[Coordinate annotation records]
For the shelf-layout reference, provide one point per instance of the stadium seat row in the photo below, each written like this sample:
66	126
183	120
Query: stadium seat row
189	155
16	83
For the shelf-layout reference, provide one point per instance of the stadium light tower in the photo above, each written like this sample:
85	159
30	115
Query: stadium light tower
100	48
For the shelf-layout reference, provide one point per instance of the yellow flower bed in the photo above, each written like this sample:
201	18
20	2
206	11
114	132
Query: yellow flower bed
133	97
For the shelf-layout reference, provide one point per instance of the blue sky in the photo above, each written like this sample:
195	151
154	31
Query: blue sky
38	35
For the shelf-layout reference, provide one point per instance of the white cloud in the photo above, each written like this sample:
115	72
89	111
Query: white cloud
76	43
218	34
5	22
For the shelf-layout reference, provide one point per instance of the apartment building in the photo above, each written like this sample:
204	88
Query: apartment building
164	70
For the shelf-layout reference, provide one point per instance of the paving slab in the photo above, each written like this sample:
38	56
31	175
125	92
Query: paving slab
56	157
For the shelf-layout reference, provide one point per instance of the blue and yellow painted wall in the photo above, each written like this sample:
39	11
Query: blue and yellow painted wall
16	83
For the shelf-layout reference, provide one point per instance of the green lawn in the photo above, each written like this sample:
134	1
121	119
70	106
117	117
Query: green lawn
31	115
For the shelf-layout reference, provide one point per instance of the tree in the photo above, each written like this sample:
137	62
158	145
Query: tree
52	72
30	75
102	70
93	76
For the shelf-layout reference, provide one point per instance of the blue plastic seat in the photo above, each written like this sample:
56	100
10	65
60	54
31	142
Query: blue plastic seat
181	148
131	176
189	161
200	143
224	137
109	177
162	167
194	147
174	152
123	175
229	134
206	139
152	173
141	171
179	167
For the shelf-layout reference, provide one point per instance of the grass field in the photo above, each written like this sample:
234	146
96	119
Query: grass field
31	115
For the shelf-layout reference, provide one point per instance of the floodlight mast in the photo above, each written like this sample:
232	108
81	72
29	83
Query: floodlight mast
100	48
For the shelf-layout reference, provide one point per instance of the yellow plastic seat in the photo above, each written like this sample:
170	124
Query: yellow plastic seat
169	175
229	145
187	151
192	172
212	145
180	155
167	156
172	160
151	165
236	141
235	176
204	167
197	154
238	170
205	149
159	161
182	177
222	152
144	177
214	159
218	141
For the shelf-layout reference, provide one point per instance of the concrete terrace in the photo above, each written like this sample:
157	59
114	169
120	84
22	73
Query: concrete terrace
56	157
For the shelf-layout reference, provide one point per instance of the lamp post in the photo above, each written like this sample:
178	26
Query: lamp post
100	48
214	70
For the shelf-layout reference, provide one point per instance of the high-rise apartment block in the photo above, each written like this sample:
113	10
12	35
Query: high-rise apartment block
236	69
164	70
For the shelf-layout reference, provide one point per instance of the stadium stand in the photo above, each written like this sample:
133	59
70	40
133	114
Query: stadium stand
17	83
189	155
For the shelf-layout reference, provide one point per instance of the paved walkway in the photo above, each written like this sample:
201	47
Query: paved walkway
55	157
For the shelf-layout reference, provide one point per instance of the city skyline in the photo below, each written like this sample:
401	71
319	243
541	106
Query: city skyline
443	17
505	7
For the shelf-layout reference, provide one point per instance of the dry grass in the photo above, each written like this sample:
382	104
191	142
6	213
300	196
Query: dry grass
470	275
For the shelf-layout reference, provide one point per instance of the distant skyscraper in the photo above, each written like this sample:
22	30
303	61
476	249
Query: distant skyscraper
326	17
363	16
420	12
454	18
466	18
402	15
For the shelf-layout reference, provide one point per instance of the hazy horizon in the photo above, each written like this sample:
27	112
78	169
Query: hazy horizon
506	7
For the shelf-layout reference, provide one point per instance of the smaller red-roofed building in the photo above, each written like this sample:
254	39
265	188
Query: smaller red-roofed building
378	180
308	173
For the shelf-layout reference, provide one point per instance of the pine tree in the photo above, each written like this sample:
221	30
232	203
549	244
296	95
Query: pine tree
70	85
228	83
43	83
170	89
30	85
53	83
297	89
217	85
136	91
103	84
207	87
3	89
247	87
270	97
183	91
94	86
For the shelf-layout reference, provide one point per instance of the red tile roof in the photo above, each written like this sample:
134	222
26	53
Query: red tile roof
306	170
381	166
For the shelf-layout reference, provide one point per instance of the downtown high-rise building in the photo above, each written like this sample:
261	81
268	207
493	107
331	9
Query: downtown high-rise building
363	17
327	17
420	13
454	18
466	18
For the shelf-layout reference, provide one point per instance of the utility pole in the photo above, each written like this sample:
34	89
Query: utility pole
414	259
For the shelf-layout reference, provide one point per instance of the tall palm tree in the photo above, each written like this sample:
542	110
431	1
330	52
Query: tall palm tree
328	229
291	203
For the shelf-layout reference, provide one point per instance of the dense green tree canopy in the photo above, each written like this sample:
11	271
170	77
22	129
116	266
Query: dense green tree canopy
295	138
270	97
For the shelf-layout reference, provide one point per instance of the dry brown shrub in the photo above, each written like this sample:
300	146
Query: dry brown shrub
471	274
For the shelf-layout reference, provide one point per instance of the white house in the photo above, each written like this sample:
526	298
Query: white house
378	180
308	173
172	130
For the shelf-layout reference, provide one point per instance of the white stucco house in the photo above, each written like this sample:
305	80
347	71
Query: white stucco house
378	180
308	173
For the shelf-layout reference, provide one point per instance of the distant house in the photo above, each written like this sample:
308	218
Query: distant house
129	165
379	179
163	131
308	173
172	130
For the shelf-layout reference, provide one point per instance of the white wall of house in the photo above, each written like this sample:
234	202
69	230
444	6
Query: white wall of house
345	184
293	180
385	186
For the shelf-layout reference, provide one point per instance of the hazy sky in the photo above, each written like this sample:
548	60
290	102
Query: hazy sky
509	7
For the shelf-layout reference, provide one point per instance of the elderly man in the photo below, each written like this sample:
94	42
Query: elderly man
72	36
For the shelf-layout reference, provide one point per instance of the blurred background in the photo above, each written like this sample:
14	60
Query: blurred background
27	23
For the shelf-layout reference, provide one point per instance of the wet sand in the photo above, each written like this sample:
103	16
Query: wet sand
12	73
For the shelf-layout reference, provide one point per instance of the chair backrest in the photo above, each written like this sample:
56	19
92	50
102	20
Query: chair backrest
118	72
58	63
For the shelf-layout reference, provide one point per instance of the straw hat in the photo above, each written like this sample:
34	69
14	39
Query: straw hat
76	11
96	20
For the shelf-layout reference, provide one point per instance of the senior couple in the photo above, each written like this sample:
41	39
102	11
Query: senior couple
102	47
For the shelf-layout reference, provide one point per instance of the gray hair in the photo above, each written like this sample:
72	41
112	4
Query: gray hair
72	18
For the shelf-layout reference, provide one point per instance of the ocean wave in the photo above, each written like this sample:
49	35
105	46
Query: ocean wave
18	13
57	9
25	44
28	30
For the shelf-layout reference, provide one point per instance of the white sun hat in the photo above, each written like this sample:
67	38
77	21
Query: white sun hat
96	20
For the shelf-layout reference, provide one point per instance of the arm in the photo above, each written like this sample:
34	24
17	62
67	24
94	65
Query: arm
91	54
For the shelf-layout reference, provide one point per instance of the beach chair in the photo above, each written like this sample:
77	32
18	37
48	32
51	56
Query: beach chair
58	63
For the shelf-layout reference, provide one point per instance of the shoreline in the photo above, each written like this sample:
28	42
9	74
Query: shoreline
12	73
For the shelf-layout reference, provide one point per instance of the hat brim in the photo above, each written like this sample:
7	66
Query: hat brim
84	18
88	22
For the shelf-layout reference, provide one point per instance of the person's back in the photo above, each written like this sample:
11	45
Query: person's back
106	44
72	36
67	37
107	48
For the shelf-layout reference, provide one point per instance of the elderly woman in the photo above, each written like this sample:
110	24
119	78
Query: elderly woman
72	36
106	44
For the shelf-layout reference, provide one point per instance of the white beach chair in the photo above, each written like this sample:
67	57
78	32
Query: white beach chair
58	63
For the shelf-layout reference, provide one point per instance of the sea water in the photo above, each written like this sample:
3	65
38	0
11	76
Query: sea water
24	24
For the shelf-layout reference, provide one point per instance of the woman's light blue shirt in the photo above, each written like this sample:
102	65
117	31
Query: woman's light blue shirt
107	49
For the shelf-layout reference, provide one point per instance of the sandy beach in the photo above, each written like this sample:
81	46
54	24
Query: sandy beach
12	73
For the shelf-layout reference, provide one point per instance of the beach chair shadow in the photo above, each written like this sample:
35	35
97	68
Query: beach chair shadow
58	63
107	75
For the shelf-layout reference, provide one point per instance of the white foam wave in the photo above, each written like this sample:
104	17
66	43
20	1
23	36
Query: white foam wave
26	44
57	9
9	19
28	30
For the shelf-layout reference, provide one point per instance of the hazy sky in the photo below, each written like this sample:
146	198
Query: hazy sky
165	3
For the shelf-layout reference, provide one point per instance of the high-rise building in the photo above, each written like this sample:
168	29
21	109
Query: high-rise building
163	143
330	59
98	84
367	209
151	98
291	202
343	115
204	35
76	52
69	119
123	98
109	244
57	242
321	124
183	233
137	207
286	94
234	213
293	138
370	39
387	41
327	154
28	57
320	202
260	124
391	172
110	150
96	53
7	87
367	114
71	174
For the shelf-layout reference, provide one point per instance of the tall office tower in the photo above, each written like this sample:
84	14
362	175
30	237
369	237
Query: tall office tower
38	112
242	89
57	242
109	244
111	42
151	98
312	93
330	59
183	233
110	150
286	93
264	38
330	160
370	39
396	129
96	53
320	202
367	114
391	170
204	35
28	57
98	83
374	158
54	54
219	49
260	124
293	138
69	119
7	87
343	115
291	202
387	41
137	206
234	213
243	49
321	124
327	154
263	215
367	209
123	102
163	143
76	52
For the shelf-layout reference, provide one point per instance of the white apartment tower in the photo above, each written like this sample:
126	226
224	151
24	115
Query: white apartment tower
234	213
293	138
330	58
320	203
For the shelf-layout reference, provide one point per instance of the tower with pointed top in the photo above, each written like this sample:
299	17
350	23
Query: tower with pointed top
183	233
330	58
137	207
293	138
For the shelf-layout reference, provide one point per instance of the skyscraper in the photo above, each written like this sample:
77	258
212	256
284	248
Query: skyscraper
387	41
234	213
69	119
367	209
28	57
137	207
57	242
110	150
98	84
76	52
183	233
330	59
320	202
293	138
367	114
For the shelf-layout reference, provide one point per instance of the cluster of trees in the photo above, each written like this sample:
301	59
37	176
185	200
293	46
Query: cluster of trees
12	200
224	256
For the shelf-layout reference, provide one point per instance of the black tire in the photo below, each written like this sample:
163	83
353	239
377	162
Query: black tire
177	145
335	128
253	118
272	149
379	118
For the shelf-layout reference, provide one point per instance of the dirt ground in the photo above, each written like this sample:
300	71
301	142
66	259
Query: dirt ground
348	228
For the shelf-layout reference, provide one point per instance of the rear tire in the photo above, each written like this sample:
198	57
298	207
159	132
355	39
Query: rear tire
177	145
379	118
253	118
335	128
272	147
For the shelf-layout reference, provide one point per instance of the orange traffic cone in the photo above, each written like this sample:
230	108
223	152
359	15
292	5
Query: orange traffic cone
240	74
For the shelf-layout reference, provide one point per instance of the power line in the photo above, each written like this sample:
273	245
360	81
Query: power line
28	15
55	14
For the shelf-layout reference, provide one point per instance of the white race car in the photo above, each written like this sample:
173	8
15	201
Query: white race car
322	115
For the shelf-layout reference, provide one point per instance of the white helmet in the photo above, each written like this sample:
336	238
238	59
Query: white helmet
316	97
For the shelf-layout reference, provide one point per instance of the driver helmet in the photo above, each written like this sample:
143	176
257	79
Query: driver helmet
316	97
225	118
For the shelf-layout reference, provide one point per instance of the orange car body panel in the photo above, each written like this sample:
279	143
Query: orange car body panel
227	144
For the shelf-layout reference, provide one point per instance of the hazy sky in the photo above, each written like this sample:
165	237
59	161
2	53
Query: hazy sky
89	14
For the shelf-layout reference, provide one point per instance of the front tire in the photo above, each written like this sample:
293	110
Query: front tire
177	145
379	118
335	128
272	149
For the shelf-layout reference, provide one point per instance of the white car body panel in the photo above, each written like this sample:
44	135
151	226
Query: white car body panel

■ Directions for this task ■
Give back exactly the lines from the line holding "the white race" through the last line of the listing, including both.

■ Written answer ■
For the shelf-layout reference, provide one point per instance of the white race car in the photo above, each written like this sample:
173	8
15	201
Query: white race car
322	115
For the shelf-layout reference, provide one point per instance of the white helmet in the photo above, each written like this sample:
336	238
238	59
Query: white helmet
316	97
For the shelf-layout reference, provide one point per instance of the driver helmet in the photo above, each written like this sample:
143	176
257	79
Query: driver helmet
316	97
225	118
For the shelf-layout reference, provide one point per instance of the orange car body panel in the photo above, each written like this sample:
279	143
Query: orange car body panel
227	144
For the shelf-layout reference, provide one point per instance of the hazy sky in the photo above, each written like this sample:
165	237
59	161
2	53
Query: hazy sky
89	14
For the shelf-layout reference, provide one point per instance of the front tire in the photo above, each written like this sample:
293	110
Query: front tire
177	145
379	118
335	128
272	149
For the shelf-layout reference, provide one point per instance of the white car body panel in the photo above, each written like this sample:
44	135
151	226
Query: white car body panel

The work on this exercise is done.